*** AVAILABLE RECORDS ***

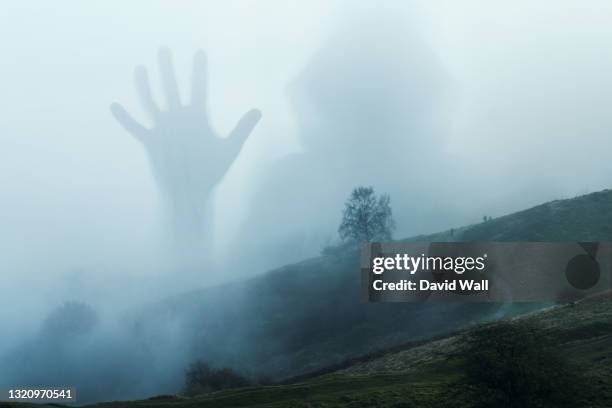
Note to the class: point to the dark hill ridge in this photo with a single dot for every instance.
(307, 316)
(427, 374)
(584, 218)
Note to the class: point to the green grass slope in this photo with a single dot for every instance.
(304, 317)
(431, 374)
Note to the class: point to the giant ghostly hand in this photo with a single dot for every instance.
(187, 157)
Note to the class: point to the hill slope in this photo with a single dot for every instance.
(307, 316)
(431, 374)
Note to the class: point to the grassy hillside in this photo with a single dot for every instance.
(430, 374)
(306, 320)
(304, 317)
(307, 316)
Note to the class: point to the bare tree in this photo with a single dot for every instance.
(366, 217)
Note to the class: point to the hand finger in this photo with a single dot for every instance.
(199, 86)
(243, 129)
(141, 79)
(168, 78)
(128, 123)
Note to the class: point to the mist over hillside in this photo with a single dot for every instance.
(172, 173)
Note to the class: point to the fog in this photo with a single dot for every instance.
(456, 110)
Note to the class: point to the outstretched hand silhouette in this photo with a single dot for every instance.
(187, 157)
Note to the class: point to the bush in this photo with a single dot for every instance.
(200, 378)
(519, 365)
(366, 217)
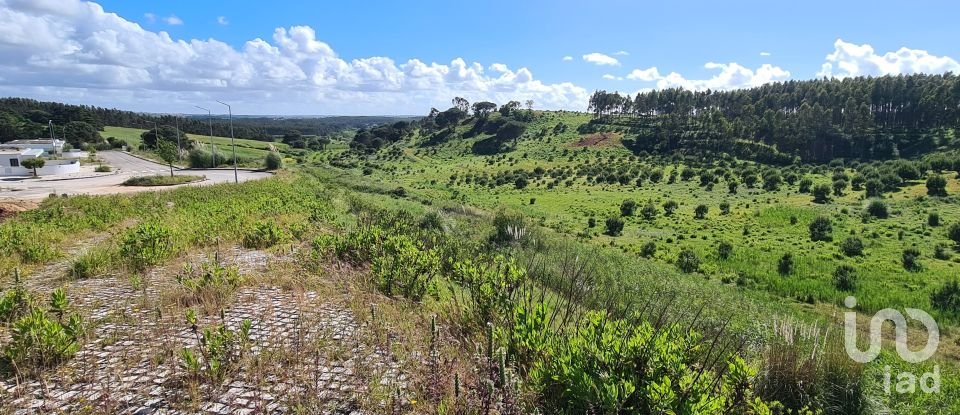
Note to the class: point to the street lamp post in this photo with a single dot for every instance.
(213, 151)
(236, 177)
(179, 149)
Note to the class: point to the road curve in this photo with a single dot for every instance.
(124, 166)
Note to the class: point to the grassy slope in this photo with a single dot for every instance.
(884, 283)
(251, 150)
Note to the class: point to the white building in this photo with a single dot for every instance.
(48, 146)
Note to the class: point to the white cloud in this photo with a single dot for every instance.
(77, 52)
(601, 59)
(173, 20)
(649, 74)
(849, 59)
(732, 76)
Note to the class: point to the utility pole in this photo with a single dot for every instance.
(213, 151)
(236, 177)
(179, 149)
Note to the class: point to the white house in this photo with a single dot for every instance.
(47, 145)
(11, 163)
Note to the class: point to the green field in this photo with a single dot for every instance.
(758, 224)
(249, 152)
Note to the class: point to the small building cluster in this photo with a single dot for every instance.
(56, 162)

***

» WHAT YOU SHOULD DO:
Copy out the material exactly as it stands, though no picture should appear in the copy.

» TASK RESPONSE:
Note to the class: point to the dark hill ridge in this photo with a single dot for every instance.
(307, 316)
(427, 374)
(584, 218)
Note to the class: point to the green grass slope in this photo with a single dot for every instance.
(304, 317)
(431, 374)
Note to the class: point to the giant ghostly hand in this photo with a single dot for every instance.
(187, 157)
Note to the class: point to the hill slope in this photo with a single dot for every instance.
(307, 316)
(431, 374)
Note to the class: point to the grassy hillside in this photo with a single dot for every instance.
(430, 374)
(306, 320)
(304, 317)
(307, 316)
Note to the class: point to the bare tree in this photo with a single dot for every instance.
(366, 217)
Note to the class: point to the hand finger in this photo with a single dot for every instance.
(199, 86)
(243, 129)
(141, 79)
(168, 78)
(128, 123)
Note to the class: point to the mist over hillside in this photo with a single dot for every instance.
(172, 173)
Note to the class: point to the fog in this photo with a single dot for every instance.
(456, 110)
Note to the class: point to the outstretched hand silhouette in this photo with a single dot for every instance.
(187, 157)
Note to the class: point to the bush in this photo with a single dot for every instance.
(200, 378)
(519, 365)
(366, 217)
Note to the class: point to the street lamp post in this photo with a single dot for every instance.
(213, 151)
(236, 177)
(179, 149)
Note to the class: point to the road curve in this photo with a single dot for every instance.
(124, 166)
Note to the class: point to the grassy slope in this photo with a single dot for every instance.
(884, 283)
(251, 150)
Note to the class: point to the white building in this photo with a single dot for every instance.
(48, 146)
Note to the class: point to the white cloud in this photo with a single dot for every instance.
(77, 52)
(601, 59)
(173, 20)
(649, 74)
(849, 59)
(732, 76)
Note to the class: point to the utility pole in this photo with a single dot for every instance.
(213, 151)
(236, 177)
(179, 149)
Note to the class: point to the white house in this photo with a single dot for every instance.
(47, 145)
(11, 163)
Note to the class: point to the green field in this photo with a single dot for every instance.
(758, 224)
(249, 152)
Note to the class: point to the small building cluster in this photo with a single dot for every instance.
(56, 162)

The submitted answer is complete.